◆ **Segmen Dokumen**
****

Setelah Hiroshima dan Nagasaki dibom Atom Sekutu pada tanggal 6 Agustus dan 9 Agustus 1945. Kaisar Jepang sudah mengisyaratkan tidak ingin mengorbankan rakyat Jepang, namun keputusan akan menyerah tanpa syarat belum resmi disiarkan. Kaisar Hirohito campur tangan langsung setelah terjadi dua peristiwa mengejutkan tersebut, dan memerintahkan Dewan Penasihat Militer untuk menerima syarat-syarat yang ditawarkan Sekutu dalam Deklarasi Potsdam.
Berita-berita rahasia yang disebarkan oleh gerakan bawah tanah penggiat Telekomunikasi dan perusahaan PTT di Bandung, sudah bisa menganalisa situasi pasca bom Atom dijatuhkan tentara sekutu di Hiroshima dan Nagasaki. Sementara di Eropa, Jerman sudah lebih dulu menyerah tanpa syarat.
Berita pemboman Hiroshima dan Nagasaki yang dibawa Sutan Sjahrir kepada Mohammad Hatta, lalu didiskusikan bertiga dengan Soekarno belum menemui titik temu. Sjahrir ingin kemerdekaan segera diproklamirkan oleh Bung Hatta dan Bung Karno. Usul Sutan Sjahrir ditolak dengan dalih kekuatan Jepang di Indonesia saat itu masih terlalu kuat dan tidak ingin terjadi pertumpahan darah lagi dan keputusan untuk proklamirkan kemerdekaan sebaiknya dibicarakan dengan seluruh anggota Panitia Persiapan Kemerdekaan Indonesia (PPKI) lainnya.

****

◆ **Kutipan Sumber**
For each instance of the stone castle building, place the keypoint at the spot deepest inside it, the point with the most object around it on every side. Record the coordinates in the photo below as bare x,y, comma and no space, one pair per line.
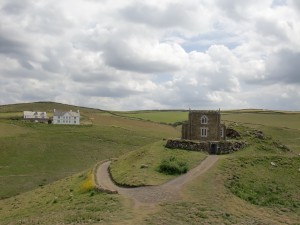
204,125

****

◆ **Daftar Permintaan**
- A) Tuliskan setiap nama orang yang muncul dalam segmen dokumen. Gunakan bentuk penulisan yang dipakai di sana dan urutkan menurut kemunculan pertamanya.
- B) Menurut segmen dokumen, apa yang diperintahkan Kaisar Hirohito kepada Dewan Penasihat Militer?
- C) Cetak ulang bagian segmen dokumen yang dimulai dengan "Berita-berita rahasia yang" dan berlanjut hingga "menyerah tanpa syarat.".

◆ **Daftar Jawaban**
- A) Kaisar Hirohito, Sutan Sjahrir, Mohammad Hatta, Soekarno, Bung Hatta, Bung Karno

- B) Menerima syarat-syarat yang ditawarkan Sekutu dalam Deklarasi Potsdam.

- C)
Berita-berita rahasia yang disebarkan oleh gerakan bawah tanah penggiat Telekomunikasi dan perusahaan PTT di Bandung, sudah bisa menganalisa situasi pasca bom Atom dijatuhkan tentara sekutu di Hiroshima dan Nagasaki. Sementara di Eropa, Jerman sudah lebih dulu menyerah tanpa syarat.